__What the task requires__:
When you reach the line with "In the photo above, where can the dark" in the data below, begin printing lines exactly, and stop once the line with "In the photo above, where can the blue" has been printed.

__Extracted data__:
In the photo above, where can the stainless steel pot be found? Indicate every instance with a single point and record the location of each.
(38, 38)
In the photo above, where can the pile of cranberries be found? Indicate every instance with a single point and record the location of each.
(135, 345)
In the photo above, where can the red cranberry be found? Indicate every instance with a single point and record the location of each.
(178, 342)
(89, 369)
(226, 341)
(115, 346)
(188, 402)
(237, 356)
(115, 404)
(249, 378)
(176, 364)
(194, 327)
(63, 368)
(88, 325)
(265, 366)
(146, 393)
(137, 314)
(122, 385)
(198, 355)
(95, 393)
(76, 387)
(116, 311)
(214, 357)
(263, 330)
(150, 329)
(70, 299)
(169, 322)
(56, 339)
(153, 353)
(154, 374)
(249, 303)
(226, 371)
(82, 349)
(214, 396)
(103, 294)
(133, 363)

--

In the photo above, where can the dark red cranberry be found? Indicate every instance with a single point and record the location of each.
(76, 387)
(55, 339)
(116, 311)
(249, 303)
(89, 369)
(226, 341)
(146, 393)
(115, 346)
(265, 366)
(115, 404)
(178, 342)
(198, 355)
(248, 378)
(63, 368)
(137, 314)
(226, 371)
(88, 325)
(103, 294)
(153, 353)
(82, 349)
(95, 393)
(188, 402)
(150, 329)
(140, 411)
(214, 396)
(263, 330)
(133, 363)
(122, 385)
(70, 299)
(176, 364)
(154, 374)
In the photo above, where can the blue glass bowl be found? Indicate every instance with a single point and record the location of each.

__Task response__:
In the photo above, where can the dark red cranberry be found? Indicate every instance with a single point and record the location of each.
(76, 387)
(55, 339)
(116, 311)
(249, 303)
(89, 369)
(226, 341)
(146, 393)
(115, 346)
(265, 366)
(115, 404)
(178, 342)
(198, 355)
(248, 378)
(63, 368)
(137, 314)
(226, 371)
(88, 325)
(103, 294)
(153, 353)
(82, 349)
(95, 393)
(188, 402)
(150, 329)
(140, 411)
(214, 396)
(263, 330)
(133, 363)
(122, 385)
(70, 299)
(176, 364)
(154, 374)
In the photo above, where can the blue glass bowl be found? Indicate every instance with a single point and record the location of each.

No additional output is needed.